Enunciado: Explica, según el artículo sobre la resistencia para led, por qué se pueden usar los mismos valores de resistencia para los led verdes, amarillos y rojos, pero no para los blancos y azules de alta luminosidad. Responde en una a tres oraciones.

Texto de lectura:
· · ·

# ¿Led quemado? ¿Pusiste la resistencia?



## inventable (Ago 6, 2010)

Uno de los problemas clásicos cuando se conecta un led es calcular el valor de la resistencia. Sin resistencia el led se quema por exceso de corriente. Hoy en día, los led comunes son muy eficientes y por lo tanto la corriente necesaria para encenderlos es bastante baja: 5mA o menos para los led indicadores y 20mA para los led de alta luminosidad. Los led son relativamente tolerantes en materia de corriente por lo que se puede variar entre 5mA y 15mA para los led indicadores y entre 15mA y 30mA para led de alta luminosidad (entre estos últimos los blancos y los azules).






La formula para calcular la resistencia se obtiene de la ley de Ohm y es la siguiente:

*R = (V - Vled) / I*

donde:
R = resistencia
V = tensión de alimentación
Vled = tensión típica del led (cambia según el modelo)
I = corriente que pasa por el led

Por ejemplo, si tenemos un led rojo alimentado con 12V y hacemos pasar una corriente de 5mA:

R = (12V - 1,2V) / 5mA = 2.160 ohm (usando valores estándar de las resistencias: 2.200 ohm)

Para simplificar los cálculos, he preparado dos tablas donde podemos encontrar los valores de resistencia necesarios con distintos tipo de led y distintas tensiones de alimentación.




Como podemos observar en las dos tablas no obstante la caída de tensión típica de los led es distinta para los led verdes, amarillos y rojos, esta variación es poco significativa y por lo tanto podemos usar los mismos valores de resistencia. Esto no es así con los led blancos y los azules de alta luminosidad ya que en estos últimos la caída de tensión es bastante alta (mas o menos 3,7V).




La tolerancia de corriente de los led nos permite usar valores genéricos de resistencia (ad excepción de los led rojos de alta luminosidad alimentados con 5V) :

para los led indicadores:
5V => 680 ohm, 12V => 2K2

para los led de alta luminosidad (incluidos los rojos):
12V => 390 ohm, 5V = 68 ohm (led azules y blancos) y 5V = 180 ohm (rojos)

· · ·

Datos recopilados:

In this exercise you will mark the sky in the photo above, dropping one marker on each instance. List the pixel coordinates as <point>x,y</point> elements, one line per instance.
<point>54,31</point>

· · ·

Resultado: La caída de tensión típica de los led verdes, amarillos y rojos es distinta, pero esa variación es poco significativa. En los led blancos y azules de alta luminosidad, en cambio, la caída de tensión es bastante alta, de unos 3,7V.